Organisasi penelitian kanker atau Cancer Research UK menyebutkan ada beberapa bukti bahwa kurkumin, zat dalam kunyit, bisa membunuh sel kanker pada jenis kanker tertentu. Tapi mereka menekankan bahwa penelitian lebih lanjut masih diperlukan.
Pasalnya tidak ada bukti jelas yang menunjukkan bahwa kunyit atau kurkumin dapat mencegah atau mengobati kanker, kata penelitian itu.
Pengobatan tradisional China
Ada tren peningkatan penggunaan pengobatan tradisional China pada pasien kanker di negara-negara Timur dan Barat. Tetapi, bukti ilmiah tentang keamanan dan kemanjurannya sering dipertanyakan oleh para ahli onkologi, menurut sebuah artikel tinjauan penelitian di Jurnal Onkologi Klinis.
Pengobatan Tradisional China (TCM) adalah keseluruhan sistem pengobatan yang mencakup akupuntur, terapi pijat, pengobatan herbal, dan Tai Chi.
Pengobatan ini menggunakan ratusan zat obat dari tanaman.
Dr. O’Riordan berkata TCM bisa digunakan bersamaan dengan intervensi medis jika berkonsultasi dengan dokter. Namun ada risiko dari beberapa pengobatan herbal yang kemungkinan berinteraksi dengan pengobatan medis.
Mengubah pola makan
Klaim bahwa diet tertentu seperti keto, vegan, atau diet ketat lainnya’ yang membuat kanker kelaparan’, juga populer secara global.
“Anda tidak bisa membuat kanker kelaparan, Anda hanya membuat diri Anda kelaparan,” ujar Dr. David Robert Grimes, seorang peneliti kanker kepada BBC.
“Jika Anda menurunkan berat badan saat mengidap kanker, itu bisa sangat berbahaya,” tegasnya.
Ia menjelaskan pasien yang dibombardir dengan klaim-klaim ini di media sosial mungkin merasa malu karena mengira merekalah yang menyebabkan kanker mereka.
Atau lebih buruk lagi, menjalani diet ini tanpa menyadari bahayanya.
Spesialis kanker di Rumah Sakit Mohan Dai Oswal, India, Dr. Kanupriya Bhatia, mengimbau pasien untuk tidak terpengaruh oleh media sosial.
“Jangan makan atau minum apa pun sendiri karena hal itu bisa berbahaya,” katanya.
Fenbendazole
Fenbendazole adalah obat yang digunakan untuk mengobati infeksi parasit pada hewan.
Popularitasnya sebagai pengobatan kanker meningkat setelah seorang pengusaha Amerika mengeklaim bahwa dia terbebas dari kanker setelah mengonsumsi fenbendazole yang dikombinasikan dengan terapi alternatif lainnya.
Ia tidak menyebutkan kalau dia menjadi bagian dari uji klinis untuk pengobatan kanker lainnya pada saat itu.

→ Kerjakan Tugas Berikut:
1. Menurut teks tentang pengobatan alternatif kanker, apa kegunaan fenbendazole?
2. Ketik ulang bagian teks tentang pengobatan alternatif kanker yang berada di antara "Pasalnya tidak ada" dan "Jurnal Onkologi Klinis.", termasuk keduanya.
3. Lanjutkan teks tentang pengobatan alternatif kanker mulai setelah kalimat terakhirnya.
Item sesudah teks ini tidak diperlukan untuk tugas apa pun.

→ Data yang Disediakan:
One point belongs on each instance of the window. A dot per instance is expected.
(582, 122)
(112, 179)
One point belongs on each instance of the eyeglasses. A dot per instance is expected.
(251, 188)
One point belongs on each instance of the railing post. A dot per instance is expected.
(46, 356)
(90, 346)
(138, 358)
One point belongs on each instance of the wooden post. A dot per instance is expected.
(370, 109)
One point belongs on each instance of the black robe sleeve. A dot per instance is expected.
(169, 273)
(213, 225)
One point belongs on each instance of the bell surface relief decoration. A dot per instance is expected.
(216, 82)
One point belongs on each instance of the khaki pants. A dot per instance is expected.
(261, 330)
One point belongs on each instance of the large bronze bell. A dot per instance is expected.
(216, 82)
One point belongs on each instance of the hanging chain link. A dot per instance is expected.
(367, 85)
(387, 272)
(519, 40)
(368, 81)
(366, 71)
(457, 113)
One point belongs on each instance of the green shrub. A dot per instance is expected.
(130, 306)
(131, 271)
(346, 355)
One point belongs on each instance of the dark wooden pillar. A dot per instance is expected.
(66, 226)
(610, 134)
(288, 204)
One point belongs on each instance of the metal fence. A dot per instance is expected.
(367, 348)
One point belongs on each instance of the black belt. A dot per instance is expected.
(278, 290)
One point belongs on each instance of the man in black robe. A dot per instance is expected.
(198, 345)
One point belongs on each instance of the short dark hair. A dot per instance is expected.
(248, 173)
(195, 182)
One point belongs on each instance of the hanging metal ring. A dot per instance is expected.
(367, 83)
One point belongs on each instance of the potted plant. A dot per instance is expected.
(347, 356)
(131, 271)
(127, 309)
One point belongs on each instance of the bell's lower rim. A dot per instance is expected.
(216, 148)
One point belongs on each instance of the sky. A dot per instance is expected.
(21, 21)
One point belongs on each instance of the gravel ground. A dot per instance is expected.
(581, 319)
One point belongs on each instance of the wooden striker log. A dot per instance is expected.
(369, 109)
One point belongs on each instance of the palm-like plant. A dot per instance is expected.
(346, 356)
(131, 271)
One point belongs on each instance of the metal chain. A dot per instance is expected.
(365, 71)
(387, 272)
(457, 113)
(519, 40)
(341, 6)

→ Jawaban Tiap Tugas:
1. Mengobati infeksi parasit pada hewan.

2.
Pasalnya tidak ada bukti jelas yang menunjukkan bahwa kunyit atau kurkumin dapat mencegah atau mengobati kanker, kata penelitian itu.
Pengobatan tradisional China
Ada tren peningkatan penggunaan pengobatan tradisional China pada pasien kanker di negara-negara Timur dan Barat. Tetapi, bukti ilmiah tentang keamanan dan kemanjurannya sering dipertanyakan oleh para ahli onkologi, menurut sebuah artikel tinjauan penelitian di Jurnal Onkologi Klinis.

3.
Obat tersebut terjual habis di seluruh Korea Selatan dan banyak orang mendokumentasikan perjalanan “pengobatan” mereka di media sosial.
Sejumlah orang terpengaruh setelah seorang komedian dan penyanyi dengan kanker paru-paru mengeklaim dia mengonsumsi obat itu – meskipun dia kemudian berhenti, dengan berkata bahwa obat tersebut tidak efektif.
Organisasi Cancer Research UK menyebutkan obat itu belum melalui uji klinis apa pun untuk mengetahui apakah obat tersebut aman atau efektif.
Apa kata dokter dan lembaga amal kanker?
Para ahli memperingatkan bahwa ada bahaya yang signifikan dalam penggunaan terapi alternatif.
Sejumlah penelitian menunjukkan pasien yang menggunakan pengobatan alternatif mungkin lebih cenderung menghindari pengobatan konvensional dan mempertaruhkan peluang mereka untuk bertahan hidup.
“Beberapa terapi ini baik-baik saja jika dilakukan bersamaan dengan pengobatan,” ujar Dr. Riordan.
“Masalahnya adalah ketika orang benar-benar memilih terapi alternatif. Kita tahu bahwa jika orang hanya memilih terapi alternatif, mereka dua setengah kali lebih mungkin untuk meninggal.”
Dr. David Robert Grimes, seorang peneliti kanker, bahkan bilang pengobatan kanker medis didasarkan pada penelitian ilmiah yang kuat.
“Kelangsungan hidup penderita kanker di seluruh dunia telah membaik, dan akan membaik karena kerja keras para ilmuwan dan dokter… bukan terapi alternatif,” imbuhnya.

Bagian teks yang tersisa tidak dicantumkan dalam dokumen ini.